Work to do —
Take the line containing "Could you point to the man's face" and every line after it in the data below, and print them exactly as given, with nothing else.

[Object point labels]

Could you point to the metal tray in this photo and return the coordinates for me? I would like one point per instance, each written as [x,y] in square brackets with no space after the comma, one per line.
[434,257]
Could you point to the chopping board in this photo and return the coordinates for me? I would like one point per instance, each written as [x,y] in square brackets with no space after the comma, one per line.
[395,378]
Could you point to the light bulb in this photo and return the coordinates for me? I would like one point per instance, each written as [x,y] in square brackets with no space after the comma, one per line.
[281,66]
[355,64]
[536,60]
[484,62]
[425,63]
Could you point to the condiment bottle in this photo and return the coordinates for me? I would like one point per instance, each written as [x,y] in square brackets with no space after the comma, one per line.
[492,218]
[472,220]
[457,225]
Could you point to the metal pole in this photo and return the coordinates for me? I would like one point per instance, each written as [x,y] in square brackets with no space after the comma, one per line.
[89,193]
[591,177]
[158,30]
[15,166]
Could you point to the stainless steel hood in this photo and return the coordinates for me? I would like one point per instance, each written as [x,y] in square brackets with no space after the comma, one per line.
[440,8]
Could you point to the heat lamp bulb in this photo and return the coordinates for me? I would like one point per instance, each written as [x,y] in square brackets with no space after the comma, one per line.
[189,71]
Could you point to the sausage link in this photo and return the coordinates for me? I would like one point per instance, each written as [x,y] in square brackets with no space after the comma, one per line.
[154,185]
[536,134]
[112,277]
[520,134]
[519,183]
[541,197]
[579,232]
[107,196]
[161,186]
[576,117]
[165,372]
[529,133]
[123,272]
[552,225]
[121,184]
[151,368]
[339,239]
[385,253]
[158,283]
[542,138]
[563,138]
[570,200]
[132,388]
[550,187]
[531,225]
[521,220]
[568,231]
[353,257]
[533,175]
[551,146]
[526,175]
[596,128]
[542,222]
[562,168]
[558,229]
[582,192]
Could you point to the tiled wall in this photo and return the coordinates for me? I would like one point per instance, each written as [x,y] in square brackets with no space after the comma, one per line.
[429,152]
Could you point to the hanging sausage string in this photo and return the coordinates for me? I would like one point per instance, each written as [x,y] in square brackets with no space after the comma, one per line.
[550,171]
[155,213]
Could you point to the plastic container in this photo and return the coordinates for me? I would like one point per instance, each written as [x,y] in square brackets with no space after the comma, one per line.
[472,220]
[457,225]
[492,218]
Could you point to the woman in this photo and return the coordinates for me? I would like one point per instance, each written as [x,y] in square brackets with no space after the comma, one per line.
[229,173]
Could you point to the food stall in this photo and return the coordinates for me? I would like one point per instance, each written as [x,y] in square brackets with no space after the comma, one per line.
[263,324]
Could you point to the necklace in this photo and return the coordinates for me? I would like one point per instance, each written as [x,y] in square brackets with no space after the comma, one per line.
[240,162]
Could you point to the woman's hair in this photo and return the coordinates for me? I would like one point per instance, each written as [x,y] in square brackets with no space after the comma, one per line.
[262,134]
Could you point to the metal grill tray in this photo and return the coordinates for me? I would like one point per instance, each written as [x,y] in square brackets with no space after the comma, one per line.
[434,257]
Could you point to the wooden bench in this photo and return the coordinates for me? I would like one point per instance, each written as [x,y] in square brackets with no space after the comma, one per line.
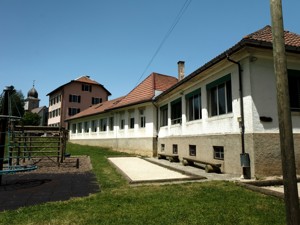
[209,167]
[170,157]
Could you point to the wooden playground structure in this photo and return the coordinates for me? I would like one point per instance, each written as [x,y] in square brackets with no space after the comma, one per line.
[26,146]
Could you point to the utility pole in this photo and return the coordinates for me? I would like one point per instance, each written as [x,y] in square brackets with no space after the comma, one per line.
[3,126]
[284,117]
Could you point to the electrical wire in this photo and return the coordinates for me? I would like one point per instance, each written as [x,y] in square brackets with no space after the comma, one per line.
[175,22]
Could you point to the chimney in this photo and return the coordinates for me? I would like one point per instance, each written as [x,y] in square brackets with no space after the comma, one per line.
[180,70]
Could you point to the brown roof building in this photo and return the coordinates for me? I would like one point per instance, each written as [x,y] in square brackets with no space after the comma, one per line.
[74,97]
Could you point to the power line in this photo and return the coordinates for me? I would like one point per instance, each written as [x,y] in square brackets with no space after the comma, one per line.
[175,22]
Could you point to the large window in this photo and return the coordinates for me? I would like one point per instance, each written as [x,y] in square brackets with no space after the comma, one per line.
[94,125]
[111,123]
[96,100]
[73,128]
[87,87]
[142,118]
[192,150]
[86,127]
[122,121]
[131,119]
[218,152]
[176,111]
[73,111]
[193,105]
[103,124]
[74,98]
[220,96]
[294,89]
[164,115]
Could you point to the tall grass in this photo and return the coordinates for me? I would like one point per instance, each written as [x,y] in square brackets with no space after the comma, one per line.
[216,202]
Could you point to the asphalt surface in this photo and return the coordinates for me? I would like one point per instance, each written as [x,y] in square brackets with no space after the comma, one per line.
[25,189]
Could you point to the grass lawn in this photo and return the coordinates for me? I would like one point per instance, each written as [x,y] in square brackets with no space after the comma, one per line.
[214,202]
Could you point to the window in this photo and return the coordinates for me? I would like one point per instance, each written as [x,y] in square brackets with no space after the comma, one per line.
[86,127]
[193,105]
[220,96]
[94,125]
[103,124]
[164,115]
[122,121]
[142,118]
[176,113]
[74,128]
[131,119]
[294,89]
[79,127]
[111,123]
[74,98]
[192,150]
[87,87]
[96,100]
[73,111]
[218,152]
[175,149]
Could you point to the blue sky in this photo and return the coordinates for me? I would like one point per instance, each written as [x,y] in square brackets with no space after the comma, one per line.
[53,42]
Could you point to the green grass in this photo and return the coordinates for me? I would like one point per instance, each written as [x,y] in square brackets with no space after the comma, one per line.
[215,202]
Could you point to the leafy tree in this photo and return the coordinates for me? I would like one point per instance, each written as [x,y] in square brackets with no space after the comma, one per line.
[30,118]
[16,103]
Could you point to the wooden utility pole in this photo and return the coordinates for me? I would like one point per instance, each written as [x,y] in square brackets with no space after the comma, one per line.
[3,126]
[284,117]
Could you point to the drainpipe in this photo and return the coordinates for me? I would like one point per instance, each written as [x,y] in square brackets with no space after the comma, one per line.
[156,130]
[245,159]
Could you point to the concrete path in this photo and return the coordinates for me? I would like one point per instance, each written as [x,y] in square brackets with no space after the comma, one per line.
[138,170]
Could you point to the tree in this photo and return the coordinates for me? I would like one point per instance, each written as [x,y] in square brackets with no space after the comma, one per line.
[30,118]
[16,103]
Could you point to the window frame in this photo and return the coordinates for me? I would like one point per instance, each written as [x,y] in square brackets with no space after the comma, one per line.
[164,115]
[294,89]
[216,96]
[176,111]
[192,150]
[218,152]
[191,99]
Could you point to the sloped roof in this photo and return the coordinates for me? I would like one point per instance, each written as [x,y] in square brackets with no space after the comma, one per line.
[261,39]
[98,108]
[265,35]
[82,79]
[143,92]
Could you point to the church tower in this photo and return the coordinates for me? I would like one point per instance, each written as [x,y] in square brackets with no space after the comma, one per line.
[32,101]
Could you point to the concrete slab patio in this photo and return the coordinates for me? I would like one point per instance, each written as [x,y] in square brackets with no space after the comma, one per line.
[138,170]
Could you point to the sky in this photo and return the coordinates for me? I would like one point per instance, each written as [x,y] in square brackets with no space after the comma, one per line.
[118,43]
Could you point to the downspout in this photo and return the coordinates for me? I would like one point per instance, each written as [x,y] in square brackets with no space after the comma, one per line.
[241,104]
[244,157]
[155,148]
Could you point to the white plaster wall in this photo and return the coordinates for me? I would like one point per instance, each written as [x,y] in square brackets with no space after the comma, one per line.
[136,132]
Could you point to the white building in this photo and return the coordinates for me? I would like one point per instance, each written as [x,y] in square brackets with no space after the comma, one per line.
[225,112]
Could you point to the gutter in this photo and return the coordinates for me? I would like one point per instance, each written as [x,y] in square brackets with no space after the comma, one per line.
[244,157]
[242,120]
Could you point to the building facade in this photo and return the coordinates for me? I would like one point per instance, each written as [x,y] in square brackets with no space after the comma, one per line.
[225,112]
[74,97]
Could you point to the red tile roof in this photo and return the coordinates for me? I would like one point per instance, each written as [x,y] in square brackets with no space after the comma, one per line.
[143,92]
[259,39]
[98,108]
[82,79]
[87,79]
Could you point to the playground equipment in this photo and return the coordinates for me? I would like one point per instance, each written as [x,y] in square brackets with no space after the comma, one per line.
[22,147]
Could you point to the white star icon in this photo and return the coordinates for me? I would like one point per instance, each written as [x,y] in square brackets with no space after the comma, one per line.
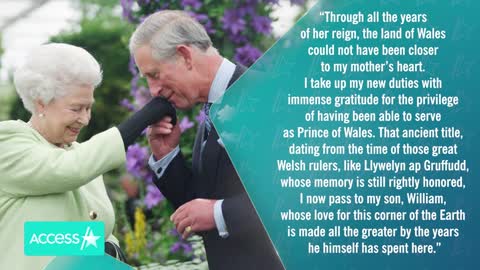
[89,238]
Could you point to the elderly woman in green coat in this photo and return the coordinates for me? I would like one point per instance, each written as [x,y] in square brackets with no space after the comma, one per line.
[44,174]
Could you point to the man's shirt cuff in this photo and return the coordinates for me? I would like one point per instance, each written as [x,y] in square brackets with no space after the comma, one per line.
[219,220]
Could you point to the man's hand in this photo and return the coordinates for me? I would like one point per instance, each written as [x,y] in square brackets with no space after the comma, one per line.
[163,137]
[194,216]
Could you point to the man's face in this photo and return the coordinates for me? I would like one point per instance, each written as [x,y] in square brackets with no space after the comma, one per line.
[170,78]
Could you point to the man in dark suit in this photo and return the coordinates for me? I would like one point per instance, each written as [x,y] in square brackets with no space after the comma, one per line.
[176,56]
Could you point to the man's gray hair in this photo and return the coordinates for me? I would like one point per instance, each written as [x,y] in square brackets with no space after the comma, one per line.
[166,29]
[51,70]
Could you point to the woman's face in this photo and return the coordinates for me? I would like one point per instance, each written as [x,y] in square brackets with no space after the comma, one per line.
[64,117]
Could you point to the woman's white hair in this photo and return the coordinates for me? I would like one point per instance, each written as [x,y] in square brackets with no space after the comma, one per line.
[51,70]
[166,29]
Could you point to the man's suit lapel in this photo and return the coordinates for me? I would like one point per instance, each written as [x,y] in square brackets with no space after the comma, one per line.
[207,163]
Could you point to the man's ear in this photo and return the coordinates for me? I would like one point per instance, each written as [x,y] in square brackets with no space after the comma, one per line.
[185,53]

Finished task —
Could you point to the man's face in this photo and return the coordinates for me? I would like one point per instance, each written as [x,y] in square brackets with no space after the comma, one per line.
[170,78]
Could you point to the man in dark suit in this photo and return the coordinates for me? I would like one point per instance, each written as [x,y] in square brackets with no space after the comma, one per line.
[176,56]
Could you point to the man's gray hair in this photo and return the coordinates for me? I would like one point per instance, each written as [x,y] in square brackets with no space after the comma, one per line.
[166,29]
[51,70]
Could you point to the woman's face in this photo and return the coordinates for me? I would like one point per instance, each written as [x,y] in square brackets with no space after the comma, one per line.
[64,117]
Could you point to the woman's white hair in this photo and return the coordinates for me? I would like one point per instance, each written as [x,y] in square brackets with no space after the comma, one per line.
[51,70]
[166,29]
Could you point to the man's suit lapel in this photo and return the coordinates for me? I would like one point per instance, each written as [x,y] in square brackets with no space after the comma, one per line.
[207,163]
Could you point to the man's ear in this photo and return the coordinates for me? I would like one point per instance, each written as [x,y] in square brackets with no space after the comma, one per line.
[185,53]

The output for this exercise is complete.